• **WHAT YOU NEED TO DO**:
Each line from the one that contains "Target: stone bell tower" to the end of the entries must be copied word for word, and only those lines.

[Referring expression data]
Segment Open
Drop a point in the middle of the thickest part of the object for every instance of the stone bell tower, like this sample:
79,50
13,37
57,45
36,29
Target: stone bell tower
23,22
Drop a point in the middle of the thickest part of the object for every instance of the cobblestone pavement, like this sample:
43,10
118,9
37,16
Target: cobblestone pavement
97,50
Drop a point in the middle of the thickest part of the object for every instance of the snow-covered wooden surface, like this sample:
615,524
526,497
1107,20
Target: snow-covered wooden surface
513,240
Segment Closed
• **ANSWER FOR THIS EXERCISE**:
Target: stone bell tower
23,22
Drop a point in the middle of the thickest part of the object for every instance of the cobblestone pavement, like this sample:
43,10
118,9
37,16
Target: cobblestone pavement
97,50
Drop a point in the middle of the thickest part of the object for every instance of the snow-covered wooden surface, like this sample:
615,524
526,497
1107,20
Target: snow-covered wooden surface
513,240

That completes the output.